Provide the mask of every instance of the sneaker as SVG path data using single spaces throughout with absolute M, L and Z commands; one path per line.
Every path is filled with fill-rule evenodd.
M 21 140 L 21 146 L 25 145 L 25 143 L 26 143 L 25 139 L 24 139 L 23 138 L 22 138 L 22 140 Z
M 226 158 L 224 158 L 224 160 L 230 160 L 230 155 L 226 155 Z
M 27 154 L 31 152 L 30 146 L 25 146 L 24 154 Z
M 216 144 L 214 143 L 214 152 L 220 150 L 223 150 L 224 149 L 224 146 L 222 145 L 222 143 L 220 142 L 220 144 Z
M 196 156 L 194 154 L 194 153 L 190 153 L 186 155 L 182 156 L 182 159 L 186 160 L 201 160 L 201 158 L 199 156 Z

**REQUIRED WORK**
Pull out each line of the records above in which the string "path" appears.

**PROBLEM SOLUTION**
Provide the mask of every instance of the sneaker as SVG path data using single spaces throughout with absolute M, L and Z commands; one path per line.
Every path is filled with fill-rule evenodd.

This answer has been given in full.